Playdiplomacy’s scoring system

My previous post looked at webDiplomacy’s scoring system and I promised, as part of the post, that I’d be looking at both webDiplomacy and Playdiplomacy, specifically the bits that I feel are not as good as they could/should be. So now I’m moving onto Playdip’s system of scoring games.

Ratings not scoring

Playdiplomacy uses a ratings system rather than a scoring system. Although you can something about how the system works under the STATS tab on Playdip’s games site, the best place to find out how it works on the Forum (if you want a more detailed description, you need to go here).

The difference between ratings and scoring systems is that a scoring system will score each game individually; under a scoring system, the the score you receive from the game is based on the outcome or result of the game. Under a ratings system, the score you receive from a game depends on the players you play in the game.

Playdip’s ratings system is an modified Elo scoring system. Elo scoring tends to be used in chess and other one-on-one games; as Diplomacy features multiple players, it has been adapted to meet the needs of Diplomacy.

Perhaps one frustrating thing about Playdip’s system is that it is pretty much a secret. This was a deliberate decision to prevent it being “played”. This was built on the lessons played by Playdip’s original scoring system, when players were able to cherry-pick games and thereby raise their site ranking.

webDip has a similar problem. Have a look at Playdip’s “Hall of Fame” where they maintain a record of the final positions when the old system was discontinued. Notice who was in second place. Now look at webDip’s “Hall of Fame” under “All Time Points” and notice who is top! This player was renowned on Playdip for cherry-picking games; they stopped playing on Playdip when the system was changed. Funny, that.

##########

- **BRIEF 1**: According to the Playdiplomacy post, what kind of scoring system is Playdip's ratings system a modified version of?

- **RECORDS FOR PROCESSING**:
##########

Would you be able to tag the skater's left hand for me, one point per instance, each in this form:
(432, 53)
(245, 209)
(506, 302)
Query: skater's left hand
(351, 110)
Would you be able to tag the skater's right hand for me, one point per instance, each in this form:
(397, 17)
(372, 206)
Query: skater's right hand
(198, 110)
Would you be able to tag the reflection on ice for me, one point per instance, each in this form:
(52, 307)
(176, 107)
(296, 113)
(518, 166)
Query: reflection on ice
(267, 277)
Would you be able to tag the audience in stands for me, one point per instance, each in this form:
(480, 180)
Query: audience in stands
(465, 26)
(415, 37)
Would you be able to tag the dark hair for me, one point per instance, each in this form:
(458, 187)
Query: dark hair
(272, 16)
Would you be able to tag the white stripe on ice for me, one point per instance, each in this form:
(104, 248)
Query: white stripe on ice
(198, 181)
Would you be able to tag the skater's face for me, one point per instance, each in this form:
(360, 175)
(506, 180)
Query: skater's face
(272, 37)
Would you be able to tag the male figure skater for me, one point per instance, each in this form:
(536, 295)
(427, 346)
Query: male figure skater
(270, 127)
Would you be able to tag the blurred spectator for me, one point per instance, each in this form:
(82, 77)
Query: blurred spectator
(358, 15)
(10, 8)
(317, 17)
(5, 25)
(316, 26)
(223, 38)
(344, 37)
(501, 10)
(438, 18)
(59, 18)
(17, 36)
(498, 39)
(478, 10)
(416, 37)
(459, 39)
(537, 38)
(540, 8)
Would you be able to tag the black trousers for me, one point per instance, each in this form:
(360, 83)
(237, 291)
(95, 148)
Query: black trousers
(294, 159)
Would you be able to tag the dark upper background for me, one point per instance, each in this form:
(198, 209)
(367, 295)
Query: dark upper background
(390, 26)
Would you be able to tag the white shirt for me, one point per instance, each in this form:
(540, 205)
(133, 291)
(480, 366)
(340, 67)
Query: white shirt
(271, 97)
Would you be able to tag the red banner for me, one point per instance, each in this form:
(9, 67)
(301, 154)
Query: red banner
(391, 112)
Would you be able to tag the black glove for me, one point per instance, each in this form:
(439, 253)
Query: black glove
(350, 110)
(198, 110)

##########

- **BRIEF 2**: Quote, word for word, the part of the rows that opens with the line containing "Would you be able to tag the black glove" and closes with the last line of the rows, including both of those lines.

- **EXPECTED ANSWER 1**: An Elo scoring system.

- **EXPECTED ANSWER 2**:
Would you be able to tag the black glove for me, one point per instance, each in this form:
(439, 253)
Query: black glove
(350, 110)
(198, 110)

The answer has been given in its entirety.